# Cultured Marble Removal



## jv4511 (Apr 7, 2008)

I've got a customer that needs to re-level his cultured marble tub and replace the particle board sub-floor with plywood and hardy backer before installing a new tile floor. He doesn't want to destroy the tub and surround and is asking me to remove it in tact and reinstall after I've made the structural repairs to the floor. Does anyone have a good way to remove the cultured marble without having to bust it into unusable pieces?


----------



## Jason Whipple (Dec 22, 2007)

Pictures would be helpful.


----------



## Mike Finley (Apr 28, 2004)

I can't picture any cultured marble tub / shower that we have ever demoed (and we've demoed lots of them) that could have been saved. Those things are made up of many panels glued directly to plywood and usually come off in pieces, you rarely even get a panel or two to come out in one piece. The tubs themselves we remove made from that stuff probably weigh close to 800 lbs too. The bottoms are usually about 2 inches thick.


----------



## kevjob (Aug 14, 2006)

make him sign off stating the CM will be damaged even a small chip will ruin the project. can't be done IMHO.

TASK REQUIREMENTS:
[A] Check these statements against the thread on removing cultured marble, answering yes or no for each and quoting the words that decide it: (i) The customer wants the tub and surround taken out in one piece and put back afterward. (ii) The new subfloor will be particle board. (iii) The tub bottoms are usually about 4 inches thick.
[B] Resume the thread on removing cultured marble from where it stops.

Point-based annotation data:
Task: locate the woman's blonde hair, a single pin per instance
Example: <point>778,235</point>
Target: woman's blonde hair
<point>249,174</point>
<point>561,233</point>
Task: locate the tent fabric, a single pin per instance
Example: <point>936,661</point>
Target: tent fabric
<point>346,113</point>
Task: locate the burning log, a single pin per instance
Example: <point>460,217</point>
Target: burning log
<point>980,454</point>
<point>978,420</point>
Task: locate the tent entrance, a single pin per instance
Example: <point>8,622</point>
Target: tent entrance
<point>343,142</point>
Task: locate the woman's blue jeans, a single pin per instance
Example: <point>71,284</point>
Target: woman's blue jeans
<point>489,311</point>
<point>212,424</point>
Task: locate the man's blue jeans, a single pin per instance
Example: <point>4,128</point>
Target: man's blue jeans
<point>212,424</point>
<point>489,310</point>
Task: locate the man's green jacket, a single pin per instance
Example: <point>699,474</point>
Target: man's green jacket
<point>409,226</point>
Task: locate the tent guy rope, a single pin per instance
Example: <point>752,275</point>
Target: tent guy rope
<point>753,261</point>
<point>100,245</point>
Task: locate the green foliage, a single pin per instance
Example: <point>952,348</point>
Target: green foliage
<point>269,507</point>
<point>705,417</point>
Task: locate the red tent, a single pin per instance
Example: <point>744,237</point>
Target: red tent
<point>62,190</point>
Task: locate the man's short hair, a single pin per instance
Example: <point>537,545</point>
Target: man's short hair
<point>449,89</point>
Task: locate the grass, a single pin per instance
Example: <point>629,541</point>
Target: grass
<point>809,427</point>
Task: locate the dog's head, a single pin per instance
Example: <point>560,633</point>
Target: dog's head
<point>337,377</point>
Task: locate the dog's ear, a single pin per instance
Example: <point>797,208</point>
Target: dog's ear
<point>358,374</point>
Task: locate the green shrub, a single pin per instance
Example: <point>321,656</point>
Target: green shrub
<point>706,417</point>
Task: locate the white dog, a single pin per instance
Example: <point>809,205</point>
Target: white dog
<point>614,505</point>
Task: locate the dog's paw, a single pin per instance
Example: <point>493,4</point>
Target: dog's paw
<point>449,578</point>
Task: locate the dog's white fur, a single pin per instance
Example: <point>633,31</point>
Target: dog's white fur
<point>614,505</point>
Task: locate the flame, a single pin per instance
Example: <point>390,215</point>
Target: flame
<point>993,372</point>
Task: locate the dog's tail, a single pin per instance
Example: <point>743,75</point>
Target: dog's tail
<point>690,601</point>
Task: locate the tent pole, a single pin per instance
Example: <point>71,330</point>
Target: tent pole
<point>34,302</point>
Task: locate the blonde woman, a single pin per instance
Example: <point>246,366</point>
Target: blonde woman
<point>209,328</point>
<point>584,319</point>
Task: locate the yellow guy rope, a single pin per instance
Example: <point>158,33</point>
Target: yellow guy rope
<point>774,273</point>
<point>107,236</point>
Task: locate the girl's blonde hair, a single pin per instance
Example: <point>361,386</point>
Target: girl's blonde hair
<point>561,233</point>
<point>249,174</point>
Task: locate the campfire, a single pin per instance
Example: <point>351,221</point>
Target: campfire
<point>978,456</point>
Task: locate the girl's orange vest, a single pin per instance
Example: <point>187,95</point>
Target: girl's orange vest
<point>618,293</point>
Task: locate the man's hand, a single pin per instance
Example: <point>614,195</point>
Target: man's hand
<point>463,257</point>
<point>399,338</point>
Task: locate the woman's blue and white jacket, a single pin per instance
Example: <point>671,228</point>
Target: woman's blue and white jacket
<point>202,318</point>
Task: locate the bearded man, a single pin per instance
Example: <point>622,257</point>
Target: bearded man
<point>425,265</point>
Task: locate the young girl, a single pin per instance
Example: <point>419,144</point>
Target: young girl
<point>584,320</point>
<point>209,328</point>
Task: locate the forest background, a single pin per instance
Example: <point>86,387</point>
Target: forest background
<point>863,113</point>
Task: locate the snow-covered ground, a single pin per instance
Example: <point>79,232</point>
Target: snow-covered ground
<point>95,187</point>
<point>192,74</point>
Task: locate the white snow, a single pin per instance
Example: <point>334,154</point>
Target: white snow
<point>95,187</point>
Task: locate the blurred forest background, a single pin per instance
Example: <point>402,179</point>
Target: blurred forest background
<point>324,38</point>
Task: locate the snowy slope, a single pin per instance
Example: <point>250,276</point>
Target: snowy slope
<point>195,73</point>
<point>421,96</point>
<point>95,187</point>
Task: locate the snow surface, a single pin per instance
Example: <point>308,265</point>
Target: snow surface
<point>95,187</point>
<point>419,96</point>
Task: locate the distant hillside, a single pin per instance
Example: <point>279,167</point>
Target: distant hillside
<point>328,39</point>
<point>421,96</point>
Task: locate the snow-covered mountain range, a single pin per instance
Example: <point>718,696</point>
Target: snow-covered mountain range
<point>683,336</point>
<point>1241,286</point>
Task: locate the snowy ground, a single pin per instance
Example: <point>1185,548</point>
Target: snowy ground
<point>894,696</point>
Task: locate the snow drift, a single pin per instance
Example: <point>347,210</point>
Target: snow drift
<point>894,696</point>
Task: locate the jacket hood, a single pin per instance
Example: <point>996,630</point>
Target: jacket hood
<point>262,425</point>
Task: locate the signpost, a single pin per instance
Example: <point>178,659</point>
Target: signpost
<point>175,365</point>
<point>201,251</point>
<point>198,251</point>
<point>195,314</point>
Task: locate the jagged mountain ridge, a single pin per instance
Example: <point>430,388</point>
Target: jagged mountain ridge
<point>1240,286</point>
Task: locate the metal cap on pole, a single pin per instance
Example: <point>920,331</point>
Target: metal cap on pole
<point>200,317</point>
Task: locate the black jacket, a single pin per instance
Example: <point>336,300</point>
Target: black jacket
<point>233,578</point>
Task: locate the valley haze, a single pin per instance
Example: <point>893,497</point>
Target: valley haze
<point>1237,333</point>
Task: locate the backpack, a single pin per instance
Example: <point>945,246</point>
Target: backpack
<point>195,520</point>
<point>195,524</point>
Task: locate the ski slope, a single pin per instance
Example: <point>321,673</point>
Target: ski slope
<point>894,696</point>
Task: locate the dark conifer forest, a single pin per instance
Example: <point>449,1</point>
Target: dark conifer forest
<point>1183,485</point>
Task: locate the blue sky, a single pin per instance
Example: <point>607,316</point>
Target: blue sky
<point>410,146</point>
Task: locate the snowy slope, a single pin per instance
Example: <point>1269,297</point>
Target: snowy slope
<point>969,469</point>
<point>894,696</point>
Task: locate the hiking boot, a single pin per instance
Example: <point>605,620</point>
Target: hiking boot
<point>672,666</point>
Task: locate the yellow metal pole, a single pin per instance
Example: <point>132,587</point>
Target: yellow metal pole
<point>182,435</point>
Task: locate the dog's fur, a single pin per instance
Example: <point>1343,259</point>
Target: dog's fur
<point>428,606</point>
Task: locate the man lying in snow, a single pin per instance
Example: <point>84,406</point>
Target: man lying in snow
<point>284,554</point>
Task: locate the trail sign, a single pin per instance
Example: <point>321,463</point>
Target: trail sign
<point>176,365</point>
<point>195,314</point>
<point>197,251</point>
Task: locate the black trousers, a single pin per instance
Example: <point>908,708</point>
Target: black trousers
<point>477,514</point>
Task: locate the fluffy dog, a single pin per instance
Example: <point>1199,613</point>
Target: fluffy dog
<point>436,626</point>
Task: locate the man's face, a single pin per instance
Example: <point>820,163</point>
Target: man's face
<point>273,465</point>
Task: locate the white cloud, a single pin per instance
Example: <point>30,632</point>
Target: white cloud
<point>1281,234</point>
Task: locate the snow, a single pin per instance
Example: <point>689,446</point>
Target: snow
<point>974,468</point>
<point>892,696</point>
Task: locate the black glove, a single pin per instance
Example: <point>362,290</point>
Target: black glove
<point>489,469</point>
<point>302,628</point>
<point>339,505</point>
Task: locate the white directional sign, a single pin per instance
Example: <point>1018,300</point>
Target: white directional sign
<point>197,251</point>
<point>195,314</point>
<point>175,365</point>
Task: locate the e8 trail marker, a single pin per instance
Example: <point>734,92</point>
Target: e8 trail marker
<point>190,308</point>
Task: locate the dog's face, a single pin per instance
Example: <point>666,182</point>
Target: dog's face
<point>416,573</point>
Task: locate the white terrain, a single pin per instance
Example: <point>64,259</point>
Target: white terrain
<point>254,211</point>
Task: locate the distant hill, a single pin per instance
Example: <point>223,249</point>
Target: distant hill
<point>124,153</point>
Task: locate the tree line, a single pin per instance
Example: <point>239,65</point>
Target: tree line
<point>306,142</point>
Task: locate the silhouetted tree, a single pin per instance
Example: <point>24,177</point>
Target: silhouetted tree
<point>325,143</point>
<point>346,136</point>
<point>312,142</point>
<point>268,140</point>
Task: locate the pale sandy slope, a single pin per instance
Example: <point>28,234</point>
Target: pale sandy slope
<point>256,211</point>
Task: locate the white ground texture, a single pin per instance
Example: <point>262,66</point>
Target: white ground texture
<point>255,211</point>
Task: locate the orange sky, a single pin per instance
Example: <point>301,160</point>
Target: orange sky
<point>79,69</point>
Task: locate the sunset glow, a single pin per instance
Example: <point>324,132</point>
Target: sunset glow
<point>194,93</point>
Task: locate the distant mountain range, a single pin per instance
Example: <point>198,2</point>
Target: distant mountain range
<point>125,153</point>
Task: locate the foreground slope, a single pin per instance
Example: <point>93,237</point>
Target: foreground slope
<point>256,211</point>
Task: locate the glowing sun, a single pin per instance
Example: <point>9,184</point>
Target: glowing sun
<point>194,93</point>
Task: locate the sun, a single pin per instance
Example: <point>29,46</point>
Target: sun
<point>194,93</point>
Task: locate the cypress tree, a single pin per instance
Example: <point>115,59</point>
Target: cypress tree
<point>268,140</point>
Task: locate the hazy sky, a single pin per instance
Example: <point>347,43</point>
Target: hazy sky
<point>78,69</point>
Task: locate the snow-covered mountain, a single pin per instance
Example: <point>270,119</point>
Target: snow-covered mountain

EXERCISE RESULTS:
[A]
(i) Yes: "is asking me to remove it in tact and reinstall after I've made the structural repairs to the floor"
(ii) No: "replace the particle board sub-floor with plywood and hardy backer"
(iii) No: "The bottoms are usually about 2 inches thick."

[B]
----------



## Cole (Aug 27, 2004)

x3!

Good luck if you move forward with this project!


----------



## skylands (Dec 10, 2005)

Make that #4


----------



## Jason Whipple (Dec 22, 2007)

I've never worked with "cultured" marble before, only the real deal. Is it that tender? I've done a few project were we took marble cladding off the exterior of banks and such. It came of pretty good.

What is Cultured Marble?


----------



## Mike Finley (Apr 28, 2004)

Marble dust mixed with a plastic resin.


----------



## skylands (Dec 10, 2005)

That's really really nice EXCEPT........

the picture's crookedarty:


----------



## Jason Whipple (Dec 22, 2007)

Oh! Now I understand. #5 here!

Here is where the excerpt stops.